======== SELECTION
# oil change - filter?



## roy (Jun 1, 2010)

So, i bought 6 quarts of Mobil 1, but, no listing in the little filter book for 06 Gto, or any year for that matter, went to the desk & asked if he could look up an oil filter for an 06 GTO
The guy fiddles with his computer & says: Sir, they haven;t made the GTO since 1970, you must have a G6! I say, Buddy,y 06 GTO is outside ,would you like to see it?
Sorry sir, we don;t show any GTO since the 1970, maybe call the dealer & see what it really is? WTF!
How about a, Impala LS2?? Is that the V-6 sir, at which point i went to another Auto store, same deal no listing
Anyone have a part # for an oil filter - LS-2??


----------



## 68greengoat (Sep 15, 2005)

If you use FRAM it's 3506. You can get XG, TG, HM or PH. xtraguard, toughguard etc....

Here's the site to look it up:
FRAM - Application Look-up

Most autoparts store personnel are idiots. You should have asked him, what about the '71 - '74 GTOs? I bet you he would have said they didn't exist either..

I found it in minutes. I guess that makes me unqualified to work at an autoparts store!:lol:


----------



## HP11 (Apr 11, 2009)

Sometimes it's better attthe auto parts stores to just give them the GM number (88984215) and let them look it up. That number is for several GM cars/engines as well as the 04-06 GTO. The number for the Mobil 1 filter is M1-107 and the filter listed in the owners manual is an AC Delco PF46.


----------



## RJ_05GTO (Jul 6, 2008)

what part stores are you going to? I have never had a problem with auto zone or advance. There are always parts listings for the GTO. The oil filter is a AC Delco pf46.


----------



## 87GN06GTO07IRL (Aug 10, 2009)

I like a bigger filter than stock. Mobil m1-206, or ac pf 61 for me.


----------



## roy (Jun 1, 2010)

*auto store*

Called Canadian Tire, huge chain here in Canada, i thouhgt if anyone knew it would be these guys, i was wrong, also went to B&B auto which have alwayss been great searching weird stuff for my 62, they;re computers also showed no such animal as the 04-06 GTO's so he looked up an LS-2 Vette, the oil filter he gave we is tiny! bout 1/2 size of a normal filter.(Q.State -QS-14006) I haven';t looked under her yet but, i'm going to go back & grab the full size filter as suggested above, the mobil m1-206, fulll size sounds good to me!
================
======== ROWS
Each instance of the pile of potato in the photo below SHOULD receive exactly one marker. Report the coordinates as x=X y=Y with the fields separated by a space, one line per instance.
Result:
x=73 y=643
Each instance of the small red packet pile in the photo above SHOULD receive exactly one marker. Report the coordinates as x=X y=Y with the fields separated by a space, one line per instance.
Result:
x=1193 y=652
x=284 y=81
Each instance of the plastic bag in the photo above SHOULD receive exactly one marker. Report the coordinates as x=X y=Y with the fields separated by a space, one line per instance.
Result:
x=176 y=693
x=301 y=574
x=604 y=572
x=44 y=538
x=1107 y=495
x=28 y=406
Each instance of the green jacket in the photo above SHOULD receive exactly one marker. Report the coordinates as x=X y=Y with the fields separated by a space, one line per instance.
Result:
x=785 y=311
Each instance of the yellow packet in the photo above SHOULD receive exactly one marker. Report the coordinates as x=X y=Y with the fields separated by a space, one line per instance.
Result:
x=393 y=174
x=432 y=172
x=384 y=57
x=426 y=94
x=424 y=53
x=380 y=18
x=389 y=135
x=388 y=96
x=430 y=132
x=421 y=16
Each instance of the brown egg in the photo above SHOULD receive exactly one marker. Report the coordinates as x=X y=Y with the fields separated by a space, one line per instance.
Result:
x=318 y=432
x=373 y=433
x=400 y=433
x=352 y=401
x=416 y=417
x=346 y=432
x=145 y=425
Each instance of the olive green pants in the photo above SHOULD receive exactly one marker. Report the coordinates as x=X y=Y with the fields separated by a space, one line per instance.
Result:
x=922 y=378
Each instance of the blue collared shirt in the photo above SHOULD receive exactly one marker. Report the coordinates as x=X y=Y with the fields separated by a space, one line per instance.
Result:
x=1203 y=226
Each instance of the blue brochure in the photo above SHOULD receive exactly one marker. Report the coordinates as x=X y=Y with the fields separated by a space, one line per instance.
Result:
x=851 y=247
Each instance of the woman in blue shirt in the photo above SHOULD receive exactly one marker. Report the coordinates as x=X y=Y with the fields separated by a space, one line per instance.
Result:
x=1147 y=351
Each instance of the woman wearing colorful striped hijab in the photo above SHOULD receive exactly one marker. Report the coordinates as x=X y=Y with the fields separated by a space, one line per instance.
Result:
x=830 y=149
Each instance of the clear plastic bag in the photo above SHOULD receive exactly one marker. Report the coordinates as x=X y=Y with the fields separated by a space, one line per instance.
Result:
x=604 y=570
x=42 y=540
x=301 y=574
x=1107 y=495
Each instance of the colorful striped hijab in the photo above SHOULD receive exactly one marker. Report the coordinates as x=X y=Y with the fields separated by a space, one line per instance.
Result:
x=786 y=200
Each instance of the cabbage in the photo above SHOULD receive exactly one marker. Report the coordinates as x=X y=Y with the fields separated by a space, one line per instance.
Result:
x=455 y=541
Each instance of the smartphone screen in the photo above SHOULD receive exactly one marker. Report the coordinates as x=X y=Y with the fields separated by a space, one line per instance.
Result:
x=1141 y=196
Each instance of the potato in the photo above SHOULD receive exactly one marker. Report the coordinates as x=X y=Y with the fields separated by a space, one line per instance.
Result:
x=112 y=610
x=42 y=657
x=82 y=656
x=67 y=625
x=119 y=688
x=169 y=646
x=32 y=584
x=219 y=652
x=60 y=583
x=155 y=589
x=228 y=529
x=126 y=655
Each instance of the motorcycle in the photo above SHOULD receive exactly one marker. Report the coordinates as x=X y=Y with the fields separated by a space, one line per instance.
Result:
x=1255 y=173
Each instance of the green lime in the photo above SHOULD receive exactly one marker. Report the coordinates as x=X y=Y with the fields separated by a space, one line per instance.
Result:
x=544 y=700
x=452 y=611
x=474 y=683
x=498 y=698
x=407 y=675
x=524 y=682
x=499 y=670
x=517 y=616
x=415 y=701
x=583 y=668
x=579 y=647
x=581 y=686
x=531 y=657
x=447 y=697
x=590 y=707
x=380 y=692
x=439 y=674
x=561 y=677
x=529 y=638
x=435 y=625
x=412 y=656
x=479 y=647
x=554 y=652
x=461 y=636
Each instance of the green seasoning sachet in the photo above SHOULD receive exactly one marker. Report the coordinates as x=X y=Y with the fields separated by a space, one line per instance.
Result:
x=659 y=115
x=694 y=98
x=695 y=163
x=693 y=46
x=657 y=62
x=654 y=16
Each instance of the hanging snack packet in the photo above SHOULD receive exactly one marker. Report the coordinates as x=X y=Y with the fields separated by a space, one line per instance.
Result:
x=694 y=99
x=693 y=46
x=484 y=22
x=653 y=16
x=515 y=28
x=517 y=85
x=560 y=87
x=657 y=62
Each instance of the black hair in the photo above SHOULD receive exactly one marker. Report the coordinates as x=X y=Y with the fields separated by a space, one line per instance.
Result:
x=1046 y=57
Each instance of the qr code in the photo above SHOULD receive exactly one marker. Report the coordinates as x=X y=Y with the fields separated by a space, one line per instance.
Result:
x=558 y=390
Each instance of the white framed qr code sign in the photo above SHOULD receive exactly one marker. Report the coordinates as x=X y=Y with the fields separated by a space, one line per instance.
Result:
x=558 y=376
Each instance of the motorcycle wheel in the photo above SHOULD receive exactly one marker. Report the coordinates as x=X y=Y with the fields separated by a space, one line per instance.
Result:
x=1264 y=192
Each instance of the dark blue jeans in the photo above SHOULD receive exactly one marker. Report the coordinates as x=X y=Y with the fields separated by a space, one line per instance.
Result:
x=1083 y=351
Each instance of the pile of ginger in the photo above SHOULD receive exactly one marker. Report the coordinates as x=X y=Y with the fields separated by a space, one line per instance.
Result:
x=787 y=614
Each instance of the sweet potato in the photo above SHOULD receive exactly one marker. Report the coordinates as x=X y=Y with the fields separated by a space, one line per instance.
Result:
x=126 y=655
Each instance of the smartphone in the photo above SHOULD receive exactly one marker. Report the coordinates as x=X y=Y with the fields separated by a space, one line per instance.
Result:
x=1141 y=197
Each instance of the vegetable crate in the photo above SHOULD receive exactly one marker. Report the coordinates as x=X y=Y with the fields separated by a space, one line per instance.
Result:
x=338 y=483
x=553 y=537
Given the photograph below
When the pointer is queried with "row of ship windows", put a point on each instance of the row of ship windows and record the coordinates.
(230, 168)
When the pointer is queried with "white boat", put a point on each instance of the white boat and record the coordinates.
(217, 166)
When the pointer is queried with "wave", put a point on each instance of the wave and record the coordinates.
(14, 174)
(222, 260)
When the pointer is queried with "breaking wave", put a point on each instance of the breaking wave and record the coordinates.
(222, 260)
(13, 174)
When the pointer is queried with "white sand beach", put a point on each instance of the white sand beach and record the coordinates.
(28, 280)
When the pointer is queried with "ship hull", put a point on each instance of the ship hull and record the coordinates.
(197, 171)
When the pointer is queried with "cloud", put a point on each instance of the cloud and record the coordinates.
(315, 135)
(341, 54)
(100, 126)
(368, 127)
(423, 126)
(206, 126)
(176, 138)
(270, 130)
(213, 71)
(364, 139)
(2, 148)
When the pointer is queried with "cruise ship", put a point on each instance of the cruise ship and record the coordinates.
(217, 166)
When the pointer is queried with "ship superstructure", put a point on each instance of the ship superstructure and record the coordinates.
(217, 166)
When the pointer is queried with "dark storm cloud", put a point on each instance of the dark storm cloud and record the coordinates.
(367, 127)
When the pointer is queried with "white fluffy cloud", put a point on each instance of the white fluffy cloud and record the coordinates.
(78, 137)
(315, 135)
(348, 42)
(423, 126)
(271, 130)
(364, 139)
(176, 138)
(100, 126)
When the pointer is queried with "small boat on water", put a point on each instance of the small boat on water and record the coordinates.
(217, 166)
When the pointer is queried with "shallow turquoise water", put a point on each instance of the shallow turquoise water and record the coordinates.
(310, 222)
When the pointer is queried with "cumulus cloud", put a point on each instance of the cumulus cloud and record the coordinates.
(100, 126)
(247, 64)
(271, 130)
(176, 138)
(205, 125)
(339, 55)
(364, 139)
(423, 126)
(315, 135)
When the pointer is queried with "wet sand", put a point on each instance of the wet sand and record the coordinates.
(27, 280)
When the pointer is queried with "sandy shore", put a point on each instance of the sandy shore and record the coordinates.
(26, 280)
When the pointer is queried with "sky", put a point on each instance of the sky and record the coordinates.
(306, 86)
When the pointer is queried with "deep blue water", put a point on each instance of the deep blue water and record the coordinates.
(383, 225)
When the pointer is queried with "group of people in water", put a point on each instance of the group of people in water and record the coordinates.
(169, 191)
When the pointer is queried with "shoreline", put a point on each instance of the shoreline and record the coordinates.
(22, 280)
================
#### PROBLEMS AND TASKS:
(a) Return everything in the GTO oil filter thread from "# oil change" down to "like to see it?".
(b) In the GTO oil filter thread, what GM number does HP11 suggest giving to the auto parts store?
(c) Write what comes next in the GTO oil filter thread, picking up after its final post.

#### RESPONSES BY TASK:
(a)
# oil change - filter?



## roy (Jun 1, 2010)

So, i bought 6 quarts of Mobil 1, but, no listing in the little filter book for 06 Gto, or any year for that matter, went to the desk & asked if he could look up an oil filter for an 06 GTO
The guy fiddles with his computer & says: Sir, they haven;t made the GTO since 1970, you must have a G6! I say, Buddy,y 06 GTO is outside ,would you like to see it?

(b) 88984215

(c)
Thanks all


----------



## mikes06goat (Jan 13, 2009)

Yeah Mobil, Delco, or Wix are all good. I wouldn't even put a Fram on my lawn mower though. Heard way to many horror stories about Fram.


----------



## 68greengoat (Sep 15, 2005)

That's the thing, we all hear "stories". We never hear the details. Did a filter come apart inside because the owner didn't change it for 20k miles? We don't know. I use FRAM all the time. No, I have no stock in their company or any ties to the company. My take is, if their filters were so bad they would be out of business. Instead, FRAM is one of the leadng filter manufacturers out there.
Just my .02


----------



## mikes06goat (Jan 13, 2009)

That's because they have the Walmart account. Even the physical weight of a Fram in comparison to a Wix or Mobil suggests that it is made cheaply. No I don't have any personal horror stories with Fram but I do have friends that claim to have had oil pressure problems and blowouts even when they are sure the filter was tight. I'm not trying to start an argument I just personally don't trust a Fram.


----------



## 68greengoat (Sep 15, 2005)

I'm not trying to start one either. I guess as soon as I suggested FRAM I knew someone was going to bad mouth them. I've never had an issue and use them on my '68 and my '07 Dodge truck ... I do wish, however, that I had a bunch of their stock.....


----------



## mikes06goat (Jan 13, 2009)

I would agree with that. I like money!


----------



## 68greengoat (Sep 15, 2005)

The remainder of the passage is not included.